O que fazer
1. Diga se cada afirmação abaixo está de acordo com o texto sobre Lady Snowblood e Kill Bill, respondendo sim ou não e citando literalmente as palavras do texto que decidem a questão. (a) Em Lady Snowblood, é a filha quem vinga a mãe. (b) Lady Snowblood foi dirigido por Tarantino. (c) Nos filmes de samurai dos anos 60, a lâmina da espada ficava suja de sangue depois das lutas.
2. Por favor, retome o texto sobre Lady Snowblood e Kill Bill logo após a última frase.

Texto de origem
=======
Em Lady Snowblood, é a filha quem vinga a mãe, mas a filha de um de seus inimigos também vai procurar a própria vingança. Em Kill Bill, é a mãe quem vinga a filha, mas a filha de Vernita Green (Vivica A. Fox) deve querer se vingar de Beatrix Kiddo no futuro. Mesmo que  a sequência de Kill Bill nunca seja feita, Tarantino sempre compõe seus personagens imaginando uma história completa – com começo, meio e fim – e o filme japonês pode ter oferecido alguma inspiração nesse sentido também.

Dirigido por Toshiya Fujita, Lady Snowblood tem também os jatos exagerados de sangue que tornam as mortes mais gráficas e espetaculares. Em muitos filmes de samurai dos anos 60, depois de enfrentar dúzias de outros espadachins, nem mesmo a lâmina da espada ficava suja. Talvez a década de 70 tenha tentado compensar a ausência de sangue em todos esses filmes cheios de morte, mas desprovidos de entranhas. Os jatos de sangue são sim caricatos, mas servem para intensificar a ideia de que a violência não é algo simples ou limpo como muitos sugeriam até então. A câmera na mão (ainda que mais ou menos estável) também dá um frescor novo ao gênero que, nas décadas anteriores, era tão dominado por planos fixos e imóveis.
=======
Itens de um conjunto de dados:
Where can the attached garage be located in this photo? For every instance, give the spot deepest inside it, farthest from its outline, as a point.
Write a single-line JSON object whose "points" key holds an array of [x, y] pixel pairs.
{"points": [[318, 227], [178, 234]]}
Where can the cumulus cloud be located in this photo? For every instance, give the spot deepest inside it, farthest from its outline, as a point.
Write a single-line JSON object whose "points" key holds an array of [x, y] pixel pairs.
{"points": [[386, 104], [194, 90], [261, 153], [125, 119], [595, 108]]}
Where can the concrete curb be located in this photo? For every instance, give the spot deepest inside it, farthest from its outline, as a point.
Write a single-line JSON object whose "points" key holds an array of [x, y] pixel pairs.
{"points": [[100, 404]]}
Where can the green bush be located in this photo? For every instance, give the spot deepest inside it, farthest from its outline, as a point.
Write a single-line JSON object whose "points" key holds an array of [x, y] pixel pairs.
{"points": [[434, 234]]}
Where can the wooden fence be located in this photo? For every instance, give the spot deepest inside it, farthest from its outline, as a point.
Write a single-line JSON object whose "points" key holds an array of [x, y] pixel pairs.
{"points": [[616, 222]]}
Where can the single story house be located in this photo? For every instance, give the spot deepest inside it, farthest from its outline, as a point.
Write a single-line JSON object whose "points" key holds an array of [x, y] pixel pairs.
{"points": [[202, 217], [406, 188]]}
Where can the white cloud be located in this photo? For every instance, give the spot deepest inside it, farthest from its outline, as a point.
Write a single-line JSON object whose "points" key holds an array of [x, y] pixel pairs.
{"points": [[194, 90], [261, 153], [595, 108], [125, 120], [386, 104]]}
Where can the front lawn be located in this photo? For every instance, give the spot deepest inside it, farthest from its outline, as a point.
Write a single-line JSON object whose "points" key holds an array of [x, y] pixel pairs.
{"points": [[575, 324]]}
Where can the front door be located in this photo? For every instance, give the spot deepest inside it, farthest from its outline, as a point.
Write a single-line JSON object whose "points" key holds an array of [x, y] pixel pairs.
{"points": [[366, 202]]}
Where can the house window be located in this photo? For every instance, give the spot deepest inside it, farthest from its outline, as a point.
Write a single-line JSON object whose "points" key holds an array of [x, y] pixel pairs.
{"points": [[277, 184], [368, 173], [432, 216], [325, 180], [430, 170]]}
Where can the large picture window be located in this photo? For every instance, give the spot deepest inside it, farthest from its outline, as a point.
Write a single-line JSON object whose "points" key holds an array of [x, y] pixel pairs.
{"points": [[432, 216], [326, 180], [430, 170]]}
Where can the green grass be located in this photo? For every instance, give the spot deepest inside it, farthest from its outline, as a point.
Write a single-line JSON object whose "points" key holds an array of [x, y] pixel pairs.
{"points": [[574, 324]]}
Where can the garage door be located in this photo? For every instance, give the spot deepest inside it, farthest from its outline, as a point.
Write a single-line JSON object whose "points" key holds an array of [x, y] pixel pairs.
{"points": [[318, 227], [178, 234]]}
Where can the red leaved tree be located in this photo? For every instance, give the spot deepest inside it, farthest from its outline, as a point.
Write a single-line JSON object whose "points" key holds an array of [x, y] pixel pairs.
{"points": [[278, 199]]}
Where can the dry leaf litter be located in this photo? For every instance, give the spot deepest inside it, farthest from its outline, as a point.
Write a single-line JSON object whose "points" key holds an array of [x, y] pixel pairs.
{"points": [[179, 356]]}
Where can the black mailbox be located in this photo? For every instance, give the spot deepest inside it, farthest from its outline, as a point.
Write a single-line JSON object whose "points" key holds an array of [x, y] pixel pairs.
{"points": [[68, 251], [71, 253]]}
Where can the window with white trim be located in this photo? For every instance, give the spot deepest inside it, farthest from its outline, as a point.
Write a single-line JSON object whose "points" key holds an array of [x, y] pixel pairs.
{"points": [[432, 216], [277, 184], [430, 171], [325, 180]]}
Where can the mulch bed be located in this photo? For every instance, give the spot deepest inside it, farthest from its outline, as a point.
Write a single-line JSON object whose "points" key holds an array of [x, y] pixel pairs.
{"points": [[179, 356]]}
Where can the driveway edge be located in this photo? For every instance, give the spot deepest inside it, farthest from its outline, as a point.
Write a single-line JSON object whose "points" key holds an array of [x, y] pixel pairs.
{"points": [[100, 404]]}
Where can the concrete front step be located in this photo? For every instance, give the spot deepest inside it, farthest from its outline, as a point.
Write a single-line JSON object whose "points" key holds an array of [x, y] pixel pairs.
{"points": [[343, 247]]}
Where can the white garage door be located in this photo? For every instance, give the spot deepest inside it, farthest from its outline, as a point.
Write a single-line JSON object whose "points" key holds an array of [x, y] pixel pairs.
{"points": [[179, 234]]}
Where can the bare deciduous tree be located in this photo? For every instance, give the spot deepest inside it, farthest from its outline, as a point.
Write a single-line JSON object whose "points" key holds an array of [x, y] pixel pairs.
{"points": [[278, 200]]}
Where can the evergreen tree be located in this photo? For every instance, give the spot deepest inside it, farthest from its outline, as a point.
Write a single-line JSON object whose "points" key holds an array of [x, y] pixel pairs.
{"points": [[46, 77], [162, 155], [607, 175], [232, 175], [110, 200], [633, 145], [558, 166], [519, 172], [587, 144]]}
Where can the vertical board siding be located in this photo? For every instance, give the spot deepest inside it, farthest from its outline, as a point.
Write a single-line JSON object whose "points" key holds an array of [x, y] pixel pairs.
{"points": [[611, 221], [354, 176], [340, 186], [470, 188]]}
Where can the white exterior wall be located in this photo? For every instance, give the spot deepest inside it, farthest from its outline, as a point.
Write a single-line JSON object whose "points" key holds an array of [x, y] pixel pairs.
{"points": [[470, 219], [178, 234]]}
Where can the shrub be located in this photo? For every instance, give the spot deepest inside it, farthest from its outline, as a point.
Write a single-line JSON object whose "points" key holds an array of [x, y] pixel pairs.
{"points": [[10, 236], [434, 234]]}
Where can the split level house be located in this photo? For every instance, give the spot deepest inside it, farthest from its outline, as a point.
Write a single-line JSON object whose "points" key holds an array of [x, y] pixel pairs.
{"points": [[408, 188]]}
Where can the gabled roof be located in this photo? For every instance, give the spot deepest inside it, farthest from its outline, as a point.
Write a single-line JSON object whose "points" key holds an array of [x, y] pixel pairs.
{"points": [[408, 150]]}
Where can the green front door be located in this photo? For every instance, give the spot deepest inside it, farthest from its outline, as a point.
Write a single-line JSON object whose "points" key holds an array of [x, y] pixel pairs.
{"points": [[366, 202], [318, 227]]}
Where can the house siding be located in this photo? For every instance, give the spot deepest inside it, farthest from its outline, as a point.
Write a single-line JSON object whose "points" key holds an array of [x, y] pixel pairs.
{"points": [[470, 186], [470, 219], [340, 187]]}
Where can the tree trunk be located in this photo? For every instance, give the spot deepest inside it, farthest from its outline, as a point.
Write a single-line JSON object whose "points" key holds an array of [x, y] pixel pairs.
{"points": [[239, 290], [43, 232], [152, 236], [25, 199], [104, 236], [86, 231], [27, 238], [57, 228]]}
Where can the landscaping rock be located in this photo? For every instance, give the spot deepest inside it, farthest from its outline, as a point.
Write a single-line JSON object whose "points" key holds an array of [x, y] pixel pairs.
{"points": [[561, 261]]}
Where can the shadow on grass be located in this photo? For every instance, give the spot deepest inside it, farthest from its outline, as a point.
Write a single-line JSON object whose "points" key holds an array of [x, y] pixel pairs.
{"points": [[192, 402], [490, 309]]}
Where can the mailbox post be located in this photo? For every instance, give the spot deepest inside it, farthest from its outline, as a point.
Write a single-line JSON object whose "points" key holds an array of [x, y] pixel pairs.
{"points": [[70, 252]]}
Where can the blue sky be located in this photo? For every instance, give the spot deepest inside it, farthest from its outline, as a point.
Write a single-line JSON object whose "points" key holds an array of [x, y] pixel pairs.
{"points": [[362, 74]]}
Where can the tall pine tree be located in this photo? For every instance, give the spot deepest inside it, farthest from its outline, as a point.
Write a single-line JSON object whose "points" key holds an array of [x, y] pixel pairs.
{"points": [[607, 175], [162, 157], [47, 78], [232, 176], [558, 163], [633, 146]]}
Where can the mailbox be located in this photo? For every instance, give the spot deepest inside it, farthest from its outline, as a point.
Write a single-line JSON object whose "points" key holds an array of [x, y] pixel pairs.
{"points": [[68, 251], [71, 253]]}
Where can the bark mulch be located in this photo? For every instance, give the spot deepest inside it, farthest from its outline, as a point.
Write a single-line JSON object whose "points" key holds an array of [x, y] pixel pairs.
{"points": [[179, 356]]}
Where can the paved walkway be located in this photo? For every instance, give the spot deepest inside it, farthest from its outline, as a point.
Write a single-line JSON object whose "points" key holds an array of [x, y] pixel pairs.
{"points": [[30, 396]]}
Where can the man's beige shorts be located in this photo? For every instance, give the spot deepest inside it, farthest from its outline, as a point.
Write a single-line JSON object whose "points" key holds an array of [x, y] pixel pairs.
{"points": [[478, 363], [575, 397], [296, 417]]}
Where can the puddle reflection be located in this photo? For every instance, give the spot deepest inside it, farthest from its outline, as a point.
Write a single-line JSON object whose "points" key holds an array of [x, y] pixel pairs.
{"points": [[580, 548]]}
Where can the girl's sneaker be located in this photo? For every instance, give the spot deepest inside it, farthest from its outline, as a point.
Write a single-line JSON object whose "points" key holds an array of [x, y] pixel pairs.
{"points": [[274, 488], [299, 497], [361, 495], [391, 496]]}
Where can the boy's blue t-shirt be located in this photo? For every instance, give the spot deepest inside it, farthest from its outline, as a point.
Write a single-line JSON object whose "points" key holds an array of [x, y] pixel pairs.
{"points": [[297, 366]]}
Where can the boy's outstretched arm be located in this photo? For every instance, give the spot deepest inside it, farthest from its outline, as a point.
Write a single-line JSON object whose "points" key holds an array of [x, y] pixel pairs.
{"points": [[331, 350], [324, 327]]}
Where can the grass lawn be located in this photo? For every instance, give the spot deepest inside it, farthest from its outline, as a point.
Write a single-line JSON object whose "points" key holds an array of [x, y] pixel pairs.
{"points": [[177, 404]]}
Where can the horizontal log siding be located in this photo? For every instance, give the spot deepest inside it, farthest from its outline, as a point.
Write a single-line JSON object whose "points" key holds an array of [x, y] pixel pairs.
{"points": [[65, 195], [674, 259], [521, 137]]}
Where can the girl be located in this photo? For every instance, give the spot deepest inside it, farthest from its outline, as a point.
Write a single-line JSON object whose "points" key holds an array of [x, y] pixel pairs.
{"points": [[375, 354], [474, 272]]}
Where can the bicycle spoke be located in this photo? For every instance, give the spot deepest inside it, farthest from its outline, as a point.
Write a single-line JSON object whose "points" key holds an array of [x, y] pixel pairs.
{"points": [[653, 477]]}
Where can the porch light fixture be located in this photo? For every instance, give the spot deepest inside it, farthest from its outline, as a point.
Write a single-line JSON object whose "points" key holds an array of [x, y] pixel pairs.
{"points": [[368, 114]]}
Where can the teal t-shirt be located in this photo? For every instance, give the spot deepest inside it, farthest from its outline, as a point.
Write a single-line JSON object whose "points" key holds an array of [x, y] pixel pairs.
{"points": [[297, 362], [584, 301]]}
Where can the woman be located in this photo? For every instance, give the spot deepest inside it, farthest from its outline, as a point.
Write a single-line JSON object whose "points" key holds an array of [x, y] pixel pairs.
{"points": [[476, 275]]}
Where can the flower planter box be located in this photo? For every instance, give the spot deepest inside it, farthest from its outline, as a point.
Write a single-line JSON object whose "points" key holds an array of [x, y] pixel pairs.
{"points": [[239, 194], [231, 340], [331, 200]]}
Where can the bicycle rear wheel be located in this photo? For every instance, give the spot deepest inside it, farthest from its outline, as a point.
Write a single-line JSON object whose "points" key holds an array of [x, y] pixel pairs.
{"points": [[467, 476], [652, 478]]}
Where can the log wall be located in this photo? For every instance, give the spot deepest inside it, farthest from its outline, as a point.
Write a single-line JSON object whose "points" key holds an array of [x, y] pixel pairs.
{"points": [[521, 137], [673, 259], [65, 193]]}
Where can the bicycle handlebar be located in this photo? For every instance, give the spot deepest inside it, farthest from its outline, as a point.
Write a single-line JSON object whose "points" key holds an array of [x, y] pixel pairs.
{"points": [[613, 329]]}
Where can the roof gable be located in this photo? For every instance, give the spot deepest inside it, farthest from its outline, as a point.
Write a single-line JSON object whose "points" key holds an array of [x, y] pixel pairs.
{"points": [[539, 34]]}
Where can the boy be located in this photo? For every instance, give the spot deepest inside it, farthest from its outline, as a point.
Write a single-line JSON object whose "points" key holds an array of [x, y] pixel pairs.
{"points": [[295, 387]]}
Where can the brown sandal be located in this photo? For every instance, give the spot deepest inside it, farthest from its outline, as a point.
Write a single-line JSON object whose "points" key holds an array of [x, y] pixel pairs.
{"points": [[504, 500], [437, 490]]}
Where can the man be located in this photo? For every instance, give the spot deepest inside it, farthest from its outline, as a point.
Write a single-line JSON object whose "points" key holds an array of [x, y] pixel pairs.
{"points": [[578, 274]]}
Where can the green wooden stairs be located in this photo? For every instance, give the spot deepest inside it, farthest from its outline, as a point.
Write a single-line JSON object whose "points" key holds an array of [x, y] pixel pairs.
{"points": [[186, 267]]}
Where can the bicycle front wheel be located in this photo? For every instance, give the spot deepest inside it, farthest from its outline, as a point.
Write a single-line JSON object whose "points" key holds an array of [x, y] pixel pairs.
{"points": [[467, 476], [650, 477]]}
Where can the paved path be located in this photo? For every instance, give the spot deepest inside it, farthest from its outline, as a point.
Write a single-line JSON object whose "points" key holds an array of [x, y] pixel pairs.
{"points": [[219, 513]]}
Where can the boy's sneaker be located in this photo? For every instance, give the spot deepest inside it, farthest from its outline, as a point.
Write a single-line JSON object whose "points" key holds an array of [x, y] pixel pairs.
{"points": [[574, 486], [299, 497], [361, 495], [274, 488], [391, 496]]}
=======
Gabarito
1.
(a) Sim: "Em Lady Snowblood, é a filha quem vinga a mãe".
(b) Não: "Dirigido por Toshiya Fujita, Lady Snowblood".
(c) Não: "nem mesmo a lâmina da espada ficava suja".

2.
Meiko Kaji, além de cantora excelente, consegue mostrar diferentes tipos de expressão com gestos muito sutis, sem nunca perder a característica principal de uma personagem tomada pelo ódio e pela obstinação. Lady Snowblood é obrigatório aos fãs de Tarantino, mas também àqueles que gostam do gênero de luta de espada ou que simplesmente gostam de filmes esteticamente bonitos com uma carga dramática maior. Perto do fim, uma das últimas cenas é encerrada com uma cortina que desce sobre o cenário. Tudo que vimos era então como uma ópera, um espetáculo cuja intensidade não é semelhante à vida real, mas que consegue provocar emoções concretas.